▶ [WRITTEN PROBLEM]:
Give again, word for word, only the lines from the one containing "Target: rooftop in background" through the final line.

[Point labeling examples]
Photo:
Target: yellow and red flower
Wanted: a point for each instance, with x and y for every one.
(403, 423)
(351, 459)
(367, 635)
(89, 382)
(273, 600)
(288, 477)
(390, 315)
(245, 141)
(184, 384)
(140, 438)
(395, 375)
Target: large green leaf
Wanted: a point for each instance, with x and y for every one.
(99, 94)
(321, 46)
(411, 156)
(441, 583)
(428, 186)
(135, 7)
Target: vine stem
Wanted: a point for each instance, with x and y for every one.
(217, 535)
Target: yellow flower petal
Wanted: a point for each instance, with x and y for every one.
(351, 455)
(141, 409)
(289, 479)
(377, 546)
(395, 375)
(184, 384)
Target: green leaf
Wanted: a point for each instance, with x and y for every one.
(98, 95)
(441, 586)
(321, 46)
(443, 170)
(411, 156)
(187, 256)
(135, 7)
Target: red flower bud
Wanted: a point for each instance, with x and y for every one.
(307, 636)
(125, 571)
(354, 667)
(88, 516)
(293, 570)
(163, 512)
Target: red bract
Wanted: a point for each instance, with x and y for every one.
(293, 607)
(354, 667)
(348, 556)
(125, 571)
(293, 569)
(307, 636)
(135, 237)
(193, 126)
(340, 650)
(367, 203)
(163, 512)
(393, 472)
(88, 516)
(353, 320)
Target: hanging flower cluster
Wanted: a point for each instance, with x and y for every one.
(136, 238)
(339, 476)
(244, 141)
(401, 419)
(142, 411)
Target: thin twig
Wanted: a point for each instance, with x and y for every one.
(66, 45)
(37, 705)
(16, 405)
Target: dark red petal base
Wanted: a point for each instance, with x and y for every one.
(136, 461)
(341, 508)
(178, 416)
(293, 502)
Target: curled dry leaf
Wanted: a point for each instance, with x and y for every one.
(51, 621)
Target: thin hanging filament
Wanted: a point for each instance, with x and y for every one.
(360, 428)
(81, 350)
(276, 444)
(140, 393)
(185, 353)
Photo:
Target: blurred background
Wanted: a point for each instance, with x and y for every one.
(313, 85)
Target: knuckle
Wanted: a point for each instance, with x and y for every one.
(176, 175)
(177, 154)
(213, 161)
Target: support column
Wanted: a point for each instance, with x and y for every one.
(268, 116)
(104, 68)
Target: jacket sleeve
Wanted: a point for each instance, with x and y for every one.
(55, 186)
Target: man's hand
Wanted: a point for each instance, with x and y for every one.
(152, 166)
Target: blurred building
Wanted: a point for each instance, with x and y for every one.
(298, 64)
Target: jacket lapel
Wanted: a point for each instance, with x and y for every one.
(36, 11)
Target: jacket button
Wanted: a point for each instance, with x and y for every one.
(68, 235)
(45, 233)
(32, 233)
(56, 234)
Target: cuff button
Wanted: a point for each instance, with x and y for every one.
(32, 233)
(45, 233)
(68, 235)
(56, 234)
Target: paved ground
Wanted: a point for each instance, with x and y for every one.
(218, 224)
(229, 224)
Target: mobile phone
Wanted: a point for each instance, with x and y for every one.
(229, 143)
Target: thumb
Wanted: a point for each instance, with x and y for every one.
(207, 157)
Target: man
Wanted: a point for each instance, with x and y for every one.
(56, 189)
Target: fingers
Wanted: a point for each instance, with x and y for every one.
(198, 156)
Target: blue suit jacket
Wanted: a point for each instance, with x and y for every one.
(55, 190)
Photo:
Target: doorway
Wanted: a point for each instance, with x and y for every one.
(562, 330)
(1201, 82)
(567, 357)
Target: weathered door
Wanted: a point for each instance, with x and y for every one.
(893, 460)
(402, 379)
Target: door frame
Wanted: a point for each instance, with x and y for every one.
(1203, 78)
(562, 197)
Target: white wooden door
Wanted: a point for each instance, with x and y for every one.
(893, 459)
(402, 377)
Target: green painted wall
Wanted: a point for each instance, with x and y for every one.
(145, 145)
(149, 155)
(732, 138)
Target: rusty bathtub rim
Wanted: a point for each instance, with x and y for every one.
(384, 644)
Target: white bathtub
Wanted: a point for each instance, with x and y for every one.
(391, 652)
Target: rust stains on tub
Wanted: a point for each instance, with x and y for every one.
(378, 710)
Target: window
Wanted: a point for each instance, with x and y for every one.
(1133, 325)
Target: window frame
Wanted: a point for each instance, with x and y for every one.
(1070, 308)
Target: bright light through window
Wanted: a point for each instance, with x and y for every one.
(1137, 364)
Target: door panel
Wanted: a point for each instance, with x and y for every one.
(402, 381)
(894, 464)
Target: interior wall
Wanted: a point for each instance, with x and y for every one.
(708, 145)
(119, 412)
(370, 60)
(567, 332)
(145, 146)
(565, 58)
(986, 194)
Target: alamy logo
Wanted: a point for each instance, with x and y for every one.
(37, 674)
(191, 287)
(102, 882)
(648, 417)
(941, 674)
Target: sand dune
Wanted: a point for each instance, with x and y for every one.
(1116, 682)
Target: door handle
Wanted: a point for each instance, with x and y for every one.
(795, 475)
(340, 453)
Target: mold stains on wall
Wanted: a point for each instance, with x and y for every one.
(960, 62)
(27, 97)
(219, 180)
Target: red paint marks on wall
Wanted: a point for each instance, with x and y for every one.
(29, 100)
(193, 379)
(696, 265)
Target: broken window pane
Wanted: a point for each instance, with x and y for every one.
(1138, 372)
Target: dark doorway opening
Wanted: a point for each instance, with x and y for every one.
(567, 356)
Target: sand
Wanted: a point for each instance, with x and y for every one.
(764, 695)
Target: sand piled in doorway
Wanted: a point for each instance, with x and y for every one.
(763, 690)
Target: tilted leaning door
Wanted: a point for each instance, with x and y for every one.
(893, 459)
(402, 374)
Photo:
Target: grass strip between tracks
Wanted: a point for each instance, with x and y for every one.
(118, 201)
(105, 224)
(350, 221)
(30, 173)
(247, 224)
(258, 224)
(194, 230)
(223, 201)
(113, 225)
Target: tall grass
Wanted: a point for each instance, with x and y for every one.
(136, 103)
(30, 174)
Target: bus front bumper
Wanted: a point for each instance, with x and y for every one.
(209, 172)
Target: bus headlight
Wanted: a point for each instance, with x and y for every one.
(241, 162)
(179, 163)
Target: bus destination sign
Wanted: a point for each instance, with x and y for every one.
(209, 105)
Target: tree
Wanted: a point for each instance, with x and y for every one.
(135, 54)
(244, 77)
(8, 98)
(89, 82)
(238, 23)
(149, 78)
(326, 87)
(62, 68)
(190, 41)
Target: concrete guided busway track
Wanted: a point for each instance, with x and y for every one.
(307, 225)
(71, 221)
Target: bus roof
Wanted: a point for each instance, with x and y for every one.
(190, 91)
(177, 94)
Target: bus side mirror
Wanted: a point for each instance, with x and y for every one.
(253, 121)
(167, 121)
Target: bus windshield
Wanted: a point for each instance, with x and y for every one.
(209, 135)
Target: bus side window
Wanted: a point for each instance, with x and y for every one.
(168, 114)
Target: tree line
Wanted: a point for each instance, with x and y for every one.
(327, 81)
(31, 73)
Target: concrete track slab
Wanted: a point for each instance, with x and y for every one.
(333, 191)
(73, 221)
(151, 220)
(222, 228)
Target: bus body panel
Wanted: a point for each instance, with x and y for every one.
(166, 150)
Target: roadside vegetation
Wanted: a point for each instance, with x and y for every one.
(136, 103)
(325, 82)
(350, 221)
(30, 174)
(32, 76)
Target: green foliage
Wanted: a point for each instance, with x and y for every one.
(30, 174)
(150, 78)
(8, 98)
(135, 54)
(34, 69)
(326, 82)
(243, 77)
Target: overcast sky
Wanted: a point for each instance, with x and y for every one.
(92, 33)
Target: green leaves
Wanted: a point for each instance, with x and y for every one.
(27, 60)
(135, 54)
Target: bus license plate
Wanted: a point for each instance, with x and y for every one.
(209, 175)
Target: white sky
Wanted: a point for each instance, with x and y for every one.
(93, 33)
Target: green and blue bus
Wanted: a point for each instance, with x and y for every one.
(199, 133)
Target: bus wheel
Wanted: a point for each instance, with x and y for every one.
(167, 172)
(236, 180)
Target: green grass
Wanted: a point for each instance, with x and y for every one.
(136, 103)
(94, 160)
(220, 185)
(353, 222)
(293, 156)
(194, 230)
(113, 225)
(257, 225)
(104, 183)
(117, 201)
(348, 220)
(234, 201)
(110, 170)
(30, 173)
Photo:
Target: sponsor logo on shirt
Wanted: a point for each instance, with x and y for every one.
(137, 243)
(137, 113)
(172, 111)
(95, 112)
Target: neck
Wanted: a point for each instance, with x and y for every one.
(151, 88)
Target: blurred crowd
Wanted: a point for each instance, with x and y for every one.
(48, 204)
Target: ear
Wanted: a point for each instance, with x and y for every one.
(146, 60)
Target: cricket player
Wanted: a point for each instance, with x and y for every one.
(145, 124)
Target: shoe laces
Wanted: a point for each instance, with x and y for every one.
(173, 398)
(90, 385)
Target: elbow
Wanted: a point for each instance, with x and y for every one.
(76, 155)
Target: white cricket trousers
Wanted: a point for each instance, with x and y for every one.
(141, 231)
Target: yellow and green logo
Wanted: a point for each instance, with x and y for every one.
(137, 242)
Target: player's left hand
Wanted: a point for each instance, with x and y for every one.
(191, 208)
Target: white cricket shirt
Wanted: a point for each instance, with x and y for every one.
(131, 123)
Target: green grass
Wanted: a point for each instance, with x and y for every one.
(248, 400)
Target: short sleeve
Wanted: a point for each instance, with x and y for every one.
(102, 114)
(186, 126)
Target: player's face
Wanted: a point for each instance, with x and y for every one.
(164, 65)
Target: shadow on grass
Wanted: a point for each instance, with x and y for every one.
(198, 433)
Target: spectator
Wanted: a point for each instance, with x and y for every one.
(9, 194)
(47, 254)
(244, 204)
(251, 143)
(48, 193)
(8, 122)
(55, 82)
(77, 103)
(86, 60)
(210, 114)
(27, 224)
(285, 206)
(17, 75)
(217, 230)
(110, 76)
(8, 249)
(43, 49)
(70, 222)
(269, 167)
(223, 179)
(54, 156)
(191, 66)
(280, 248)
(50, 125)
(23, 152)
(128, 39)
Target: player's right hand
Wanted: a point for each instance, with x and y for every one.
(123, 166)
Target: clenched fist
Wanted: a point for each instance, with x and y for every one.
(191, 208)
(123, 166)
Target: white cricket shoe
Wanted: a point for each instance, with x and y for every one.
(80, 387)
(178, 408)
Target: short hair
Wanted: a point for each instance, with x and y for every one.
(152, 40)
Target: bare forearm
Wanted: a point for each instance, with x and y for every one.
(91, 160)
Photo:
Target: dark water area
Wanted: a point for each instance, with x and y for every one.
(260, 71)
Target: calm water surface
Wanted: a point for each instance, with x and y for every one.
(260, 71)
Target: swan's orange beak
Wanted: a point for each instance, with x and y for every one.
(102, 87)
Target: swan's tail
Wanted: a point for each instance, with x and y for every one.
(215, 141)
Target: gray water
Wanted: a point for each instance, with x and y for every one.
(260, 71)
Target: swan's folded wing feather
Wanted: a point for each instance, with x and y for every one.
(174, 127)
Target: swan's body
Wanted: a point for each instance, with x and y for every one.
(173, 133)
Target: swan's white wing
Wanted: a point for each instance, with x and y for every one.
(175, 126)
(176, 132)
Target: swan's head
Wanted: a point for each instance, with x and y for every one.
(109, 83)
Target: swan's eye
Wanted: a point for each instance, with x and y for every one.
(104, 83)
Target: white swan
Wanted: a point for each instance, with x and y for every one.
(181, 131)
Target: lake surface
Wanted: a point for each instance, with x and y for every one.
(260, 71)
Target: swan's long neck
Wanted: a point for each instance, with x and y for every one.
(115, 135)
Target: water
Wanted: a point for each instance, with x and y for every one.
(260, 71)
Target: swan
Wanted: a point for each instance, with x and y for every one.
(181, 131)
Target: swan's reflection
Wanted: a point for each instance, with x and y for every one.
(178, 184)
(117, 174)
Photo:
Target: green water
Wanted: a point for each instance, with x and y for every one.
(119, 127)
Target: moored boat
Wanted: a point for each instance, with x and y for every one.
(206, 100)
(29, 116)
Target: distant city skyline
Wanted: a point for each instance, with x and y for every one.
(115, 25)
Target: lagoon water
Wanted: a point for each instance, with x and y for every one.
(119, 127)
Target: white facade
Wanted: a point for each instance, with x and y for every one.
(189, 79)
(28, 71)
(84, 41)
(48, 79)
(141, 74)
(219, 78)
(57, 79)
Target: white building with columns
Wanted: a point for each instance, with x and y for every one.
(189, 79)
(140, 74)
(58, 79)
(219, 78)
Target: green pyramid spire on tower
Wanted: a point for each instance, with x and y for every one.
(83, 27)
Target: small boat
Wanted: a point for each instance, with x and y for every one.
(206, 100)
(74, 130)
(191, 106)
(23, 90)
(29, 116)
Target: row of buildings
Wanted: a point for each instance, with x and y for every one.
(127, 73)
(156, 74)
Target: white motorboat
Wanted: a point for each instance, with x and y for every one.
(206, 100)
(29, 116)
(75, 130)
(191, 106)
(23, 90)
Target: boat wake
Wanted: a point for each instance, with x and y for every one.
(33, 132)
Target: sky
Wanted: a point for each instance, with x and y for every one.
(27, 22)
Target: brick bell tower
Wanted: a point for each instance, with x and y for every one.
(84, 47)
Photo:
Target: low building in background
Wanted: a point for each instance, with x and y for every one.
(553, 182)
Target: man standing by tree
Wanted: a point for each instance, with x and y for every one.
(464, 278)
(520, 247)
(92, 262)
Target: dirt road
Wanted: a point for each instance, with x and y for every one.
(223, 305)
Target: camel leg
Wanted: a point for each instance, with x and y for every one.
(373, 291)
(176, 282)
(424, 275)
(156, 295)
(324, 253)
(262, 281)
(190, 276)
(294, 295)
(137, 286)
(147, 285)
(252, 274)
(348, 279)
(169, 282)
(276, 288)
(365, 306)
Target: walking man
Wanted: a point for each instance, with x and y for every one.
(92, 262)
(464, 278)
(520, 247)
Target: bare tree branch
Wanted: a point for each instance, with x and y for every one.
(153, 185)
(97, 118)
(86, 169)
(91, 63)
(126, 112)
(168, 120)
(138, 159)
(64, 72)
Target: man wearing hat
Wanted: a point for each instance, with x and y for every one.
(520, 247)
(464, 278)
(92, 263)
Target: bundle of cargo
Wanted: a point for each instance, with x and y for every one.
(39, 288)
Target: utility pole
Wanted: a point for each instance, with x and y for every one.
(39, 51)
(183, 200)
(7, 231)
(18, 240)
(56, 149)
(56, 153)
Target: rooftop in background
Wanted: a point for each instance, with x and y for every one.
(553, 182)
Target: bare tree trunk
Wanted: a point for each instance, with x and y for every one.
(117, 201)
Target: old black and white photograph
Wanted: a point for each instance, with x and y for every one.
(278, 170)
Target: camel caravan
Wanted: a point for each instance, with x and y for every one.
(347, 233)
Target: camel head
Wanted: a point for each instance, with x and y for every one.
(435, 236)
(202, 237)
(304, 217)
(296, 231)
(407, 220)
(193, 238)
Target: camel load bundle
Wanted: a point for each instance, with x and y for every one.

▶ [RESULT OF THIS TASK]:
Target: rooftop in background
Wanted: a point for each instance, with x and y for every one.
(553, 182)
Target: bare tree trunk
Wanted: a point for each instance, with x and y for every one.
(117, 201)
Target: old black and white photograph
Wanted: a point for each instance, with x and y for every one.
(278, 170)
Target: camel caravan
Wanted: a point for each instance, with x and y for every one.
(347, 233)
Target: camel head
Wanted: a point for each instance, with x and y for every one.
(435, 236)
(202, 237)
(304, 217)
(296, 231)
(407, 220)
(193, 238)
Target: camel load bundle
Wanted: a point for each instance, with x and y for every one.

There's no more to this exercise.